WHAT THE TASK REQUIRES :: Update the records below by changing every "Please mark" to "Please point to" and leaving everything else as it is.

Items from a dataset
** Begin **

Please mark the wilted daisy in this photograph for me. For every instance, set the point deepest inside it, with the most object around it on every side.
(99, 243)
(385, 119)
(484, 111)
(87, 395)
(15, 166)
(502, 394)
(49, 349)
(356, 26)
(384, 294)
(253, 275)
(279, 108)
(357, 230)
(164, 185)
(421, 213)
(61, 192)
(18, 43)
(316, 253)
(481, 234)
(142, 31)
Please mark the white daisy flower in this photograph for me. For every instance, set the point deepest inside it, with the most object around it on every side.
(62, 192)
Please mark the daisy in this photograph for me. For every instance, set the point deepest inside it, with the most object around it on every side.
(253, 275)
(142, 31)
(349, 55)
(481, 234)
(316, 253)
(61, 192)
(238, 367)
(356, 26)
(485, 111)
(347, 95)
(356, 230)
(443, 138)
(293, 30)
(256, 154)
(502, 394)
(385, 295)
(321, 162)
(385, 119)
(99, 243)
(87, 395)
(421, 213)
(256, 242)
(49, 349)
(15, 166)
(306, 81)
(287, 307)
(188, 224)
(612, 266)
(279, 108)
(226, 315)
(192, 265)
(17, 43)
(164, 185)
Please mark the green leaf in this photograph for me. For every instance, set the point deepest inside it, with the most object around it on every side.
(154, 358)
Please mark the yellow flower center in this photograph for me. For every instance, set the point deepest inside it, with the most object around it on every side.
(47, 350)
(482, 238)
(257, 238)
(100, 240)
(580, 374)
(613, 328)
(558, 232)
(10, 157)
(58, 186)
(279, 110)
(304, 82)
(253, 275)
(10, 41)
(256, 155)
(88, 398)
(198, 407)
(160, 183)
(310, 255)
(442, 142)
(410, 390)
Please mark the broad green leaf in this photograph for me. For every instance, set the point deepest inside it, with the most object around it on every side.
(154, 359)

** End **

WRITTEN REPLY ::
Please point to the wilted daisy in this photograph for me. For every instance, set the point deepest inside it, with the most object around it on every side.
(99, 243)
(385, 119)
(484, 111)
(87, 395)
(15, 166)
(502, 394)
(49, 349)
(356, 26)
(384, 294)
(253, 275)
(279, 108)
(357, 230)
(164, 185)
(421, 213)
(61, 192)
(18, 43)
(316, 253)
(481, 234)
(142, 31)
Please point to the white daisy flower in this photograph for me. For every instance, set the point deepest inside it, with the most object around it on every side.
(62, 192)
Please point to the daisy in this photograph for me. For every instance, set the point deepest inside it, with the most object around it on every side.
(253, 275)
(142, 31)
(349, 55)
(481, 234)
(316, 253)
(61, 192)
(238, 367)
(356, 26)
(485, 111)
(347, 95)
(356, 230)
(443, 138)
(293, 30)
(256, 154)
(502, 394)
(385, 295)
(321, 162)
(385, 119)
(99, 243)
(87, 395)
(421, 213)
(256, 242)
(49, 349)
(15, 166)
(306, 81)
(287, 307)
(188, 224)
(612, 266)
(279, 108)
(226, 315)
(192, 265)
(17, 43)
(164, 185)
Please point to the green leaf in this photograph for me. For every instance, set the point deepest inside it, with the most object around it on every side.
(154, 358)
Please point to the yellow flower center in this photograph for me. For every instance, set the point deepest inside it, with the most object around it on every side.
(47, 350)
(482, 238)
(257, 238)
(100, 240)
(580, 374)
(613, 328)
(558, 232)
(10, 157)
(58, 186)
(279, 110)
(304, 82)
(253, 275)
(10, 41)
(256, 155)
(88, 398)
(198, 407)
(160, 183)
(310, 255)
(442, 142)
(410, 390)
Please point to the broad green leaf in this photograph for me. For every instance, set the point deepest inside it, with the most object around it on every side.
(154, 359)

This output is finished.